::: EXCERPT PROVIDED

Christian Wassmann

Architect / United States / Studio Christian Wassmann

Christian Wassmann’s Book List

Books are important tools in my studio; they inspire our work and are always on our desks. As a student I spent a lot of time in the library doing research for my projects, but I never liked to borrow books. I preferred to own them, mark them with notes, and collect articles, press releases, and other information inside the front cover. I always tried to find the most important books on a specific artist, architect or subject, study them and then cross-reference them. This ever-expanding archive represents everything I was ever interested in. The collection now serves as an extended memory that I can revisit at any time or dive deeper into a subject if desired.

Today a lot of information can be found on the Internet, but for me books have more authority due to the good authors, editors, and publishers who make them. In addition to their content, I love books also as beautifully designed and well-crafted physical objects.

It was very difficult to pick favorites for this list since each book has been inspiring and formative in one way or another. All the books in this selection helped me to see and realize previously hidden connections.

4 books
Pamela M. Lee

Like many great artists, Gordon Matta-Clark was educated as an architect and became a game-changing artist by questioning his environment and making liberating suggestions. With his surgical cuts through buildings he de-functionalized architecture and turned it into art. Matta-Clark was a poet of space.

::::::
::: INFORMATION GIVEN

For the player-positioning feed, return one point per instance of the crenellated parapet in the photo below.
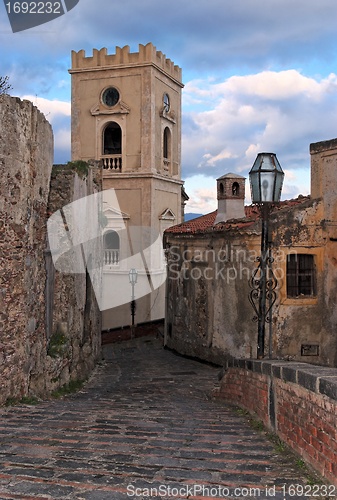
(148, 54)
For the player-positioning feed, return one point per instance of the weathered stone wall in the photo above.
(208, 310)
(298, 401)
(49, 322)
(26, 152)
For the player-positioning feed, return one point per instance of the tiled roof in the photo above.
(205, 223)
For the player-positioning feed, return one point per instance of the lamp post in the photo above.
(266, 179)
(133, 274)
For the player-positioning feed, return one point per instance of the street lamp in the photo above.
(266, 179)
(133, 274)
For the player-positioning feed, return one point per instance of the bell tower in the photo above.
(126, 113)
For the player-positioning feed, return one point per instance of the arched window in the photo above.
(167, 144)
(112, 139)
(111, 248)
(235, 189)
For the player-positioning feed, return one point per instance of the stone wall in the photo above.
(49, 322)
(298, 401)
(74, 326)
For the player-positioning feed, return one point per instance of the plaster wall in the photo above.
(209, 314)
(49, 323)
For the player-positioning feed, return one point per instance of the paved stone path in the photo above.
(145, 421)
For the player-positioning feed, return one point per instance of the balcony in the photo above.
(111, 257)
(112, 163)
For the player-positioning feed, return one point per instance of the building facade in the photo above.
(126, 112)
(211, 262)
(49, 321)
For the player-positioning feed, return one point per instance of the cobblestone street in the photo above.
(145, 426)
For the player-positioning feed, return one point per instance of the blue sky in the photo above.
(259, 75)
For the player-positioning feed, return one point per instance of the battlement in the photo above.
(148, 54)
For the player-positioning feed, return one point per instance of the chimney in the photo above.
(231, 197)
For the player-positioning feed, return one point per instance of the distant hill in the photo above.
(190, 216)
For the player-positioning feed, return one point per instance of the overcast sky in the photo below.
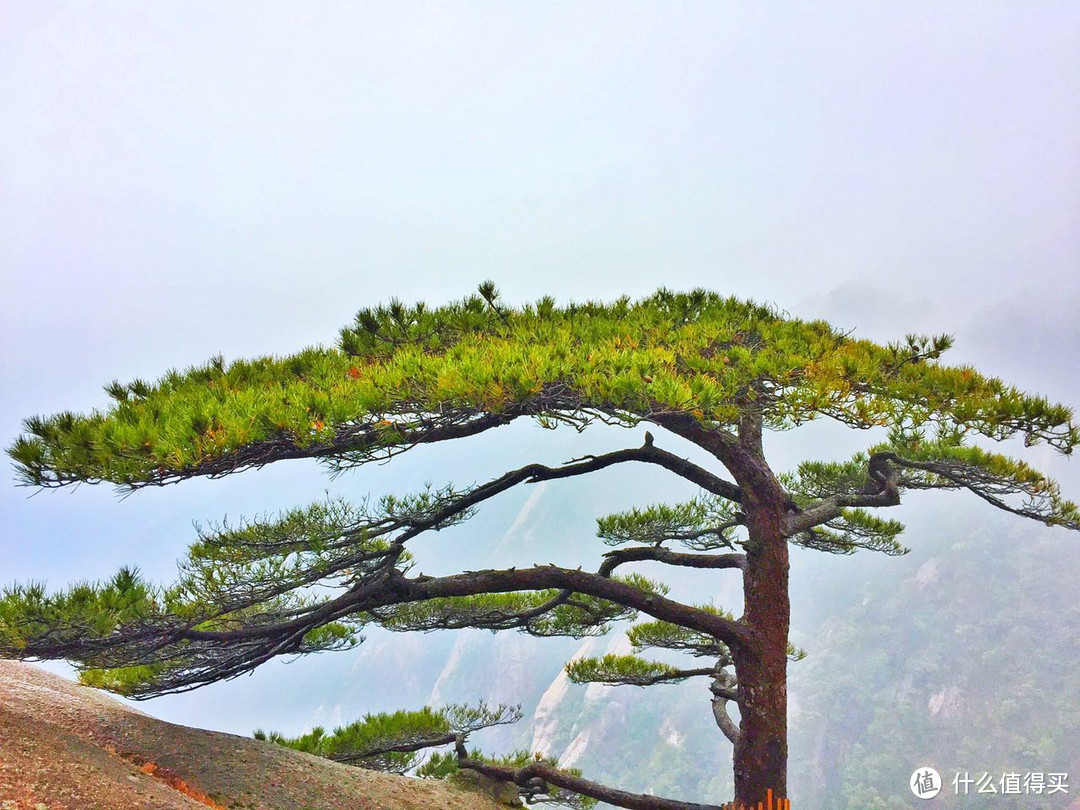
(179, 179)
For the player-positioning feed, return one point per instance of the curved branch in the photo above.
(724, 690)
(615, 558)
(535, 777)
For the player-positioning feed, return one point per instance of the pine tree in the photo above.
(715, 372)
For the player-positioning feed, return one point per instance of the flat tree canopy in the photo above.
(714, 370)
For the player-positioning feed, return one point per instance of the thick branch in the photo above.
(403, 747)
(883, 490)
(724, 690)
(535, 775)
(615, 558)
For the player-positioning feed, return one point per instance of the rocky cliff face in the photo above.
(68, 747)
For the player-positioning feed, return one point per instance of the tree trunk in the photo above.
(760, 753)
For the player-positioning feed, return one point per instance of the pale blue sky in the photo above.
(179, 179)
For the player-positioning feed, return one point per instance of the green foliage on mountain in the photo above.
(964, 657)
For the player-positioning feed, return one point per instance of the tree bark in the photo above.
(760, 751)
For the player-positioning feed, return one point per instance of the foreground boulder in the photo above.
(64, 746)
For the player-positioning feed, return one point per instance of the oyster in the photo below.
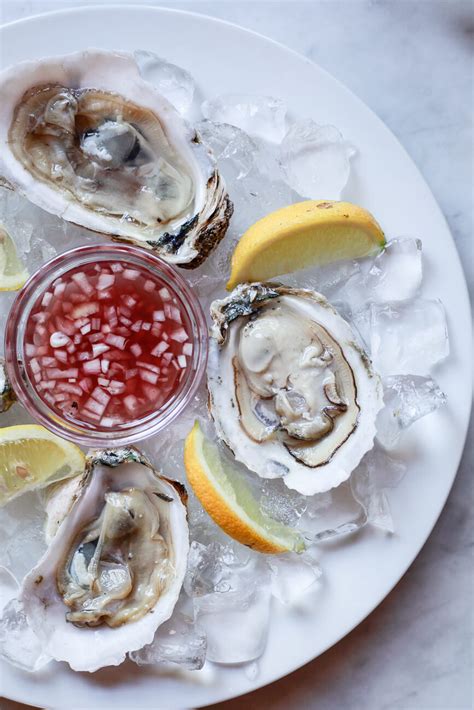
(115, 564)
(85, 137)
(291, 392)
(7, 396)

::::::

# COMPLETE THE FOLLOWING
[a] Answer these questions about the Christian Wassmann book list, one per line:
(i) What did Wassmann prefer to do with books as a student instead of borrowing them?
(ii) According to Wassmann, why do books carry more authority than the Internet?
(iii) What was Gordon Matta-Clark educated as?
[b] Continue the Christian Wassmann book list from its last sentence.

# OUTPUTS BY TASK
[a]
(i) He preferred to own them, mark them with notes, and collect articles, press releases, and other information inside the front cover.
(ii) Because of the good authors, editors, and publishers who make them.
(iii) An architect.

[b]
Le Corbusier

Almost every book by Le Corbusier could be on my list but this one is off the shelf and on our desks at the Studio all the time. It’s a small book that Le Corbusier designed himself about my favorite building: the Chapel of Notre Dame du Haut. Besides sketches, plans, and sections, the photographs in this book show the tactility of the materials and reveal some secrets one can’t see when visiting the building. It documents the design and building process, including images of the salvaged rocks inside the curved walls. There is even a group photo of the local craftsmen who built this architectural masterpiece.

Christoph Asendorf

The translation of the subtitle of this German book is “Aircraft and Space Revolution, the Impact of Air Travel in the Art and Culture of Modernism.” It is a book about mind-expanding and gravity-defying achievements in modern art, design, and architecture. Asendorf explains how something that was invented in an aeronautical context, often for military purposes, later influenced other fields, culture, and society at large; sometimes the initial discovery of an innovation was made by an artist.

Claude Lichtenstein
Joachim Krausse

Author Claude Lichtenstein was my design history professor in Zurich. A lot of the content of this book he tested on us as students first. Lars Müller turned the very diverse work by Fuller—a visionary architect, designer, engineer, teacher, and philosopher—into a compelling visual reader.